━━━ Document excerpt

Today we published our Q3 2020 performance update on our statistics page. This update comes as we continue to observe high economic uncertainty as the unprecedented nature of the COVID-19 outbreak continues to impact how we live and work, as well as another potential risk resurfacing via the ongoing Brexit negotiations. We have observed high street banks and other UK lenders taking enormous provisions against loan losses, and the upside scenario published by the Office for Budget Responsibility unemployment rate peaks at 9.7% this year, and it does not return to pre-crisis levels until 2022.

To protect the investments made by retail investors, during Q3 2020, we continued to support loan customers who have seen their financial circumstances being impacted by the Covid-19 outbreak and prepared our strategies to resume new lending.

At the end of September 2020, approximately 90% of customers exiting their payment deferral period have resumed their regular monthly payments which are positive and in line with the average across the industry.

However, approximately 2% of our loan book was still on a payment deferral hence there remains uncertainty on those customers ability to resume their regular monthly payments.

Furthermore, we have observed performance deterioration within the group of customers that started to miss their loan repayments but did not engage with our collections team and did not request a payment deferral. We believe many of these customers will go on to default on their loans.

As a result, our latest assessment of expected unrealised bad debt for the remaining term of active loans has increased by approximately 30%. We will be required to adjust lender rates further using the existing Lender Rate Adjustment mechanism, resulting in a period of negative interest rates to divert more funding to the Shield to cover the loan defaults that we expect to occur in the coming months.

━━━━━━

## Activity list
A – What is the Spanish translation of this sentence from the Q3 2020 lending update: "We believe many of these customers will go on to default on their loans."
B – Which percentages appear in the Q3 2020 lending update?
These records are separate material from the lending update above.

━━━ Extracted information

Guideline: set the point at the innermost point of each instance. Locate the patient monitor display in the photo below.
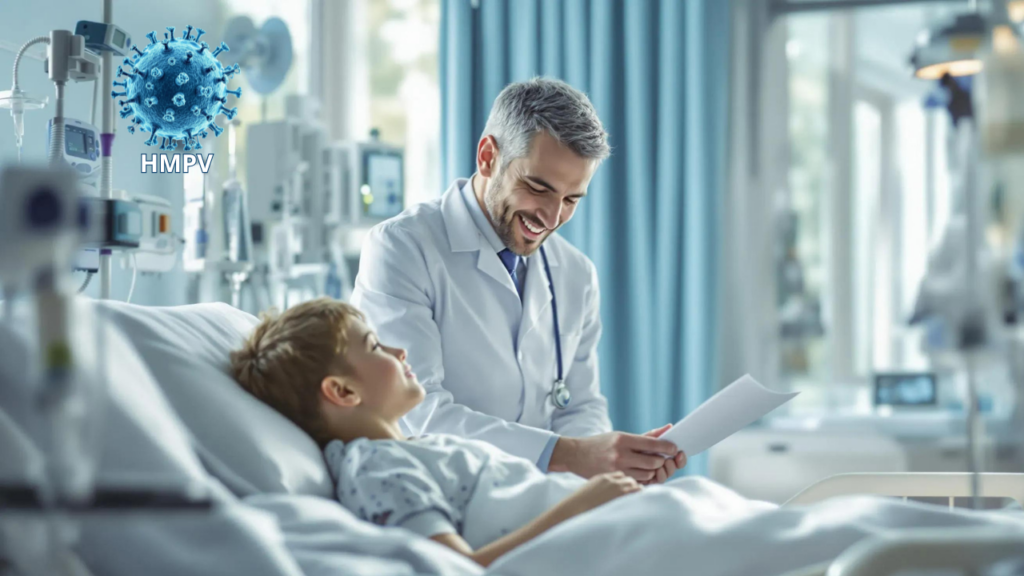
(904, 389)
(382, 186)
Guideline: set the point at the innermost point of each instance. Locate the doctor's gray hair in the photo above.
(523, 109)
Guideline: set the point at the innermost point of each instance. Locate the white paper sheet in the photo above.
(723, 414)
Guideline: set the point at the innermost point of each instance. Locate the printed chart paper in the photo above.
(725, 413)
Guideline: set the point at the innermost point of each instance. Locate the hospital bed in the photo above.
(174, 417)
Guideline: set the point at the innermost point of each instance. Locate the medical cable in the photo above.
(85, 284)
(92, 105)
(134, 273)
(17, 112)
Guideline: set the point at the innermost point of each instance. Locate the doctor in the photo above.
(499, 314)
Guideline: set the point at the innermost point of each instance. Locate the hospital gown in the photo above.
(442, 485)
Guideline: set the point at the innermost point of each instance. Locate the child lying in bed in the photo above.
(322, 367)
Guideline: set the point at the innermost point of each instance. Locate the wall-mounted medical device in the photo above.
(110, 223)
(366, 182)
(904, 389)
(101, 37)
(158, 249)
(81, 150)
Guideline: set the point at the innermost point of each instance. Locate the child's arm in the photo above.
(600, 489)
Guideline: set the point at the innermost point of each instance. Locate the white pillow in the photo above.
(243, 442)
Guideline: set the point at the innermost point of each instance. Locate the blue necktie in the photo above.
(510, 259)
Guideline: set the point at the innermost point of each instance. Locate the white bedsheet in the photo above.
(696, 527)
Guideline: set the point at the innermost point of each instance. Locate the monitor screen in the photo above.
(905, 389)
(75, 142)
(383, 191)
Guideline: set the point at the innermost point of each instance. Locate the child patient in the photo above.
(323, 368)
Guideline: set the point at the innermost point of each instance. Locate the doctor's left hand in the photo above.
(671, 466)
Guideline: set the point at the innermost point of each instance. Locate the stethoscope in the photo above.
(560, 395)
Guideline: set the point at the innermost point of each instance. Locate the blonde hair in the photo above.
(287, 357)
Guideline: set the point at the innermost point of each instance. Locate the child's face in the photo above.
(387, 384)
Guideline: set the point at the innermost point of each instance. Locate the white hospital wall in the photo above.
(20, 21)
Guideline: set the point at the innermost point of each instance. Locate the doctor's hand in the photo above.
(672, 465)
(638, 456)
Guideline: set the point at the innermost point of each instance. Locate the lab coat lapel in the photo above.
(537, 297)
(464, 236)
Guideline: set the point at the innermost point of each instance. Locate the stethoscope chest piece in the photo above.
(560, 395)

━━━━━━
━━━ Extracted information

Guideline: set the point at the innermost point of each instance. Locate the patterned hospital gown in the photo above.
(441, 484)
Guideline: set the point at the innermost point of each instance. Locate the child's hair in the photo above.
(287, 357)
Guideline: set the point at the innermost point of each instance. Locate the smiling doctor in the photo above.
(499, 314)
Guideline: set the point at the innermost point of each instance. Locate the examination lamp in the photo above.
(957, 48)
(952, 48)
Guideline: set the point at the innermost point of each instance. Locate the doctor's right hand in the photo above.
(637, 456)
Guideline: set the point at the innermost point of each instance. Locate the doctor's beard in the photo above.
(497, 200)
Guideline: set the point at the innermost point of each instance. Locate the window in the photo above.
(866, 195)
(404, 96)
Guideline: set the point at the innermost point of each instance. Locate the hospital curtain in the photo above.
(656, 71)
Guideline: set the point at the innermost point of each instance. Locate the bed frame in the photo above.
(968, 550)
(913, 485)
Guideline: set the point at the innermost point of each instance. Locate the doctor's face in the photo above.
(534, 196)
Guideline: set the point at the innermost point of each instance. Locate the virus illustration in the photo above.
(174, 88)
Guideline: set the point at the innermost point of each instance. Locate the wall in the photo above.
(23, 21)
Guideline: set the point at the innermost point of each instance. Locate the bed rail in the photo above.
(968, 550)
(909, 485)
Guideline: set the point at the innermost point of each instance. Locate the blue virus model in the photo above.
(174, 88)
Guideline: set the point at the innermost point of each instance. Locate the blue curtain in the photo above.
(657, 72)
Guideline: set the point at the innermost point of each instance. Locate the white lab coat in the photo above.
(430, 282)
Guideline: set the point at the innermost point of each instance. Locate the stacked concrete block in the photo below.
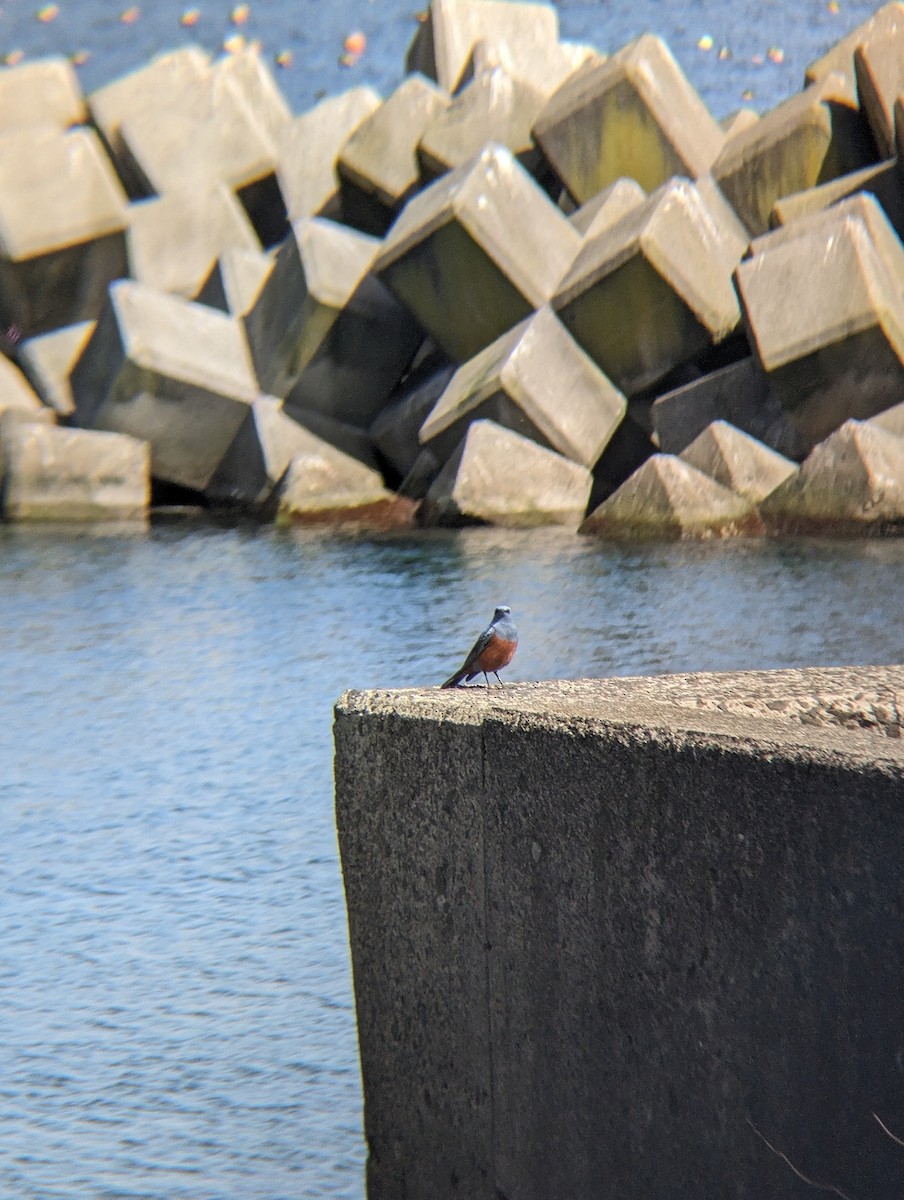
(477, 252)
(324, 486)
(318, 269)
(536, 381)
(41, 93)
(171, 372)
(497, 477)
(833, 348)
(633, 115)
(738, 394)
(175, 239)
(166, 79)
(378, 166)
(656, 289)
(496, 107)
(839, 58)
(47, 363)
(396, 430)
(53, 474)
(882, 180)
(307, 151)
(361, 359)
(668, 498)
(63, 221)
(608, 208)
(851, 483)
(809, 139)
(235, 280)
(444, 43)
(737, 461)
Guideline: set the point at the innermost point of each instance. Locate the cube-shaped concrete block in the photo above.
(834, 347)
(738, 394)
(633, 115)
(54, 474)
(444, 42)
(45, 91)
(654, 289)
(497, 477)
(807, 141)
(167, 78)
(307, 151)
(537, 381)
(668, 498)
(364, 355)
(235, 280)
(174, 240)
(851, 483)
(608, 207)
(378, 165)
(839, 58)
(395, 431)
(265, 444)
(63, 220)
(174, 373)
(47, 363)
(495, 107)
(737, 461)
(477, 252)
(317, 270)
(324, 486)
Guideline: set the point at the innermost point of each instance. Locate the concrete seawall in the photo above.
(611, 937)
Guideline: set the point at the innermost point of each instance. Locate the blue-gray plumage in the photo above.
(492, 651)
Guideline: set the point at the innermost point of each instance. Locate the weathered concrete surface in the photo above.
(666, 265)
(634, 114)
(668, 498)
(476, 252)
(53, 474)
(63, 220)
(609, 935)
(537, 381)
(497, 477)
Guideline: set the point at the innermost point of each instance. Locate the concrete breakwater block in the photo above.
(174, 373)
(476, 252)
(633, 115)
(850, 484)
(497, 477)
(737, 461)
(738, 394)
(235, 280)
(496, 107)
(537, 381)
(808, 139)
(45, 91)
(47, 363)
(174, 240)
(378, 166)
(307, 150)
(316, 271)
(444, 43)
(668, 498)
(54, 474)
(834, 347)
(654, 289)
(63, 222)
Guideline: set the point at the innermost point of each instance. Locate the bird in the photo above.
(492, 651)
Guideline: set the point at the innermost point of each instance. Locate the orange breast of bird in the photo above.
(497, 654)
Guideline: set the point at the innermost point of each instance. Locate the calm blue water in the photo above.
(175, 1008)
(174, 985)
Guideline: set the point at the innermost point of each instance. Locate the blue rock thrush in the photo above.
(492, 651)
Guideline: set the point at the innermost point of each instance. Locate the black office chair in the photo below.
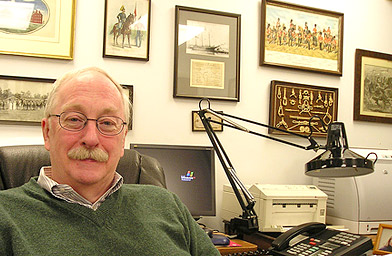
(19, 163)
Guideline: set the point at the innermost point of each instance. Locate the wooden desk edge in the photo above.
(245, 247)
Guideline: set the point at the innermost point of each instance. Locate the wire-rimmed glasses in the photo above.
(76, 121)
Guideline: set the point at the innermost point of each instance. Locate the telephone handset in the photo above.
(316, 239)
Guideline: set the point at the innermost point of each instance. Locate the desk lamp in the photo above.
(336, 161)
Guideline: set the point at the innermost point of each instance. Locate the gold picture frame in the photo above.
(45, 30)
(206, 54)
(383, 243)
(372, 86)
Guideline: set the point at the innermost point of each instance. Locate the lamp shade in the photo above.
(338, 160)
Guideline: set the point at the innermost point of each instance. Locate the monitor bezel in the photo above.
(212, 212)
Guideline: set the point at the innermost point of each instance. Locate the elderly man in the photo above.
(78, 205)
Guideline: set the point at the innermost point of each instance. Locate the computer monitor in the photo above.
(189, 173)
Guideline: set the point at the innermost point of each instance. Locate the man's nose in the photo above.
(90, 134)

━━━━━━

## Task-by-task solutions
A – Creemos que muchos de estos clientes terminarán incumpliendo el pago de sus préstamos.

B – 9.7%, 90%, 2%, 30%